CHALLENGE A>
Reproduce the passage on health sector coordination in Namibia word for word, from its first sentence to its last.

EXCERPT PROVIDED>

******************************

WHO Consultant Frank Terwindt noted, “Sector fragmentation and the lack of a coherent, inclusive, and harmonized policy dialogue mechanism have led to wastage of resources in many countries and poor health outcomes. Under the current approach, it is clear that the working systems of the various development partners are fragmented with an inevitable duplication of programmes, resources both financial and human. Through a more harmonized approach, Namibia can realise greater health outcomes.”

Echoing the above, USAID, Health System Strengthening Adviser, Ms Susna De noted, “This meeting is a positive step and is extremely relevant to bring together the various pieces of work being undertaken. The USG agencies (CDC and USAID) are committed to supporting this process. There are already processes which we are supporting such as the establishment of an integrated Health Information System (HIS) and Research Directorate to improve evidenced based decision-making, the essential district health package as well as strengthening human resources for health (HRH).

There is a need for greater harmonisation and alignment, so that jointly used systems lead to, increased effectiveness, efficiency, as well as transparency and mutual accountability.” Adding further, Ms De urged participants to consider other interventions already underway to ensure greater alignment.

Enhancing stakeholder coordination, effectiveness and impact

Partners noted that new, innovative and better coordination mechanisms are needed to attain better health outcomes and achieve the health related MDGs 2015 which are fast approaching. To this end, the meeting orientated partners on various options available to improve health sector coordination, and the various international agreements such as the Rome, Paris and Accra agreements.

What is the Sector-Wide Approach (SWAp)

The Sector-Wide Approach (SWAp) is an approach to international development that "brings together governments, donors and other stakeholders within any sector. It is a process of moving away from fragmented sector development with individual projects and programmes, towards a new, more holistic and integrated approach, with the aim to improve overall health system performance. The approach involves movement over time under government leadership towards: broadening policy dialogue; developing a single sector policy (that addresses private and public sector issues) with one budget; common monitoring arrangements; and more coordinated procedures for funding and procurement." (World Health Organization, World Health Report 2000).

******************************

CHALLENGE B>
Convert the part of the records that opens with the line containing "point: flat roof" and continues through the end of the records into a two-column CSV with headers request and answer. Write one row per request, with each value in a single quoted field and any line breaks replaced by spaces.

******************************

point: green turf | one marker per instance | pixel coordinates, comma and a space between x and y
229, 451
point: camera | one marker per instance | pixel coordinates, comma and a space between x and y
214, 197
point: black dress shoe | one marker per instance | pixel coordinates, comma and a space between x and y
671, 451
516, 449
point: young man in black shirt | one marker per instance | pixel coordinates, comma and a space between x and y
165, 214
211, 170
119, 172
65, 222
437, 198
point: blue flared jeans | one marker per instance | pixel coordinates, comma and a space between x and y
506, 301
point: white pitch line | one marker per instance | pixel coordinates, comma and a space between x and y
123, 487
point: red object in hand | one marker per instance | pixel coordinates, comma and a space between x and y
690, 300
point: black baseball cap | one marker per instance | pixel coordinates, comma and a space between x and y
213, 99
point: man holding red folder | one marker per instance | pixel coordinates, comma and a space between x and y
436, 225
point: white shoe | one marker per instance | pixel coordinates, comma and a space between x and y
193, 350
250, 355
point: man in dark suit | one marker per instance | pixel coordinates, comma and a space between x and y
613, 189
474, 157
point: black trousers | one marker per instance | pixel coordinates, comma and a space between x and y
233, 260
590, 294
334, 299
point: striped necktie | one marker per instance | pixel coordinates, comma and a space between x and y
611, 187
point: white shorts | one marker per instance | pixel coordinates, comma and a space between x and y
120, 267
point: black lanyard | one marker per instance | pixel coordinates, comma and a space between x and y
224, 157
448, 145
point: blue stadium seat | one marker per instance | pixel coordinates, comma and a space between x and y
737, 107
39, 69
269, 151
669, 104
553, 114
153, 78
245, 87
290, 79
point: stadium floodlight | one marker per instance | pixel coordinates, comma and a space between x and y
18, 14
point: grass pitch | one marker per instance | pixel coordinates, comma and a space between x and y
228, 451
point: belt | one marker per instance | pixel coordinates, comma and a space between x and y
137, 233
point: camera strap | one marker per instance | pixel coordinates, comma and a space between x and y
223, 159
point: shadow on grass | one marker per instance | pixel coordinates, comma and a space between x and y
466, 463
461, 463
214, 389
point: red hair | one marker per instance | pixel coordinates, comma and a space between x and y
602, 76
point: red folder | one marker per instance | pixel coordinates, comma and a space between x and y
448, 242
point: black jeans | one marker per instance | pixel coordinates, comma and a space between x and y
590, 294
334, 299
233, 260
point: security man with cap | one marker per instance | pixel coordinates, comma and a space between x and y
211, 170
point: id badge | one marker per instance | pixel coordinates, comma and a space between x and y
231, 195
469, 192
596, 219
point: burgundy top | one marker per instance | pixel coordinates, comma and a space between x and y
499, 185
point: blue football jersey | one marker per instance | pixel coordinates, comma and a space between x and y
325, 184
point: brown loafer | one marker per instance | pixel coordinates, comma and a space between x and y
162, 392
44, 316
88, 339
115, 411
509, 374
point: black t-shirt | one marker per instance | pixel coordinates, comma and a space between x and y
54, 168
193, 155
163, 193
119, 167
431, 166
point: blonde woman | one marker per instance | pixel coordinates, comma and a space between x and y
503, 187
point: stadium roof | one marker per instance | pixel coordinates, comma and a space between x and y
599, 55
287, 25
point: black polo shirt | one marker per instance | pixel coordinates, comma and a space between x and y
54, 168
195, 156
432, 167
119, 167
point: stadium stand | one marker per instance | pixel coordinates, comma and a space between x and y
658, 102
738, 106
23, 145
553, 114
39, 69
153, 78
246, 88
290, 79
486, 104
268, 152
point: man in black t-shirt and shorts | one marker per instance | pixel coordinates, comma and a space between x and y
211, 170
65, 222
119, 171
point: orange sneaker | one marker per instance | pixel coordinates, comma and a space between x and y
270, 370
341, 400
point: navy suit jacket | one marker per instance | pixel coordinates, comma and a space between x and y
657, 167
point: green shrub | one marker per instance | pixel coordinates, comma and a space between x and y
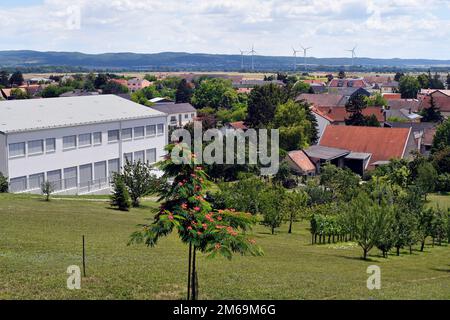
120, 197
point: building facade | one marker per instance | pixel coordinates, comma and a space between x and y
75, 151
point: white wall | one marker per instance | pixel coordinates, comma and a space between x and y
33, 164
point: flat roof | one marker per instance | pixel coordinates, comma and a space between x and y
325, 153
39, 114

******************************

OUTPUT A>
WHO Consultant Frank Terwindt noted, “Sector fragmentation and the lack of a coherent, inclusive, and harmonized policy dialogue mechanism have led to wastage of resources in many countries and poor health outcomes. Under the current approach, it is clear that the working systems of the various development partners are fragmented with an inevitable duplication of programmes, resources both financial and human. Through a more harmonized approach, Namibia can realise greater health outcomes.”

Echoing the above, USAID, Health System Strengthening Adviser, Ms Susna De noted, “This meeting is a positive step and is extremely relevant to bring together the various pieces of work being undertaken. The USG agencies (CDC and USAID) are committed to supporting this process. There are already processes which we are supporting such as the establishment of an integrated Health Information System (HIS) and Research Directorate to improve evidenced based decision-making, the essential district health package as well as strengthening human resources for health (HRH).

There is a need for greater harmonisation and alignment, so that jointly used systems lead to, increased effectiveness, efficiency, as well as transparency and mutual accountability.” Adding further, Ms De urged participants to consider other interventions already underway to ensure greater alignment.

Enhancing stakeholder coordination, effectiveness and impact

Partners noted that new, innovative and better coordination mechanisms are needed to attain better health outcomes and achieve the health related MDGs 2015 which are fast approaching. To this end, the meeting orientated partners on various options available to improve health sector coordination, and the various international agreements such as the Rome, Paris and Accra agreements.

What is the Sector-Wide Approach (SWAp)

The Sector-Wide Approach (SWAp) is an approach to international development that "brings together governments, donors and other stakeholders within any sector. It is a process of moving away from fragmented sector development with individual projects and programmes, towards a new, more holistic and integrated approach, with the aim to improve overall health system performance. The approach involves movement over time under government leadership towards: broadening policy dialogue; developing a single sector policy (that addresses private and public sector issues) with one budget; common monitoring arrangements; and more coordinated procedures for funding and procurement." (World Health Organization, World Health Report 2000).

OUTPUT B>
request,answer
"point: flat roof | one marker per instance | pixel coordinates, comma and a space between x and y","325, 153 39, 114"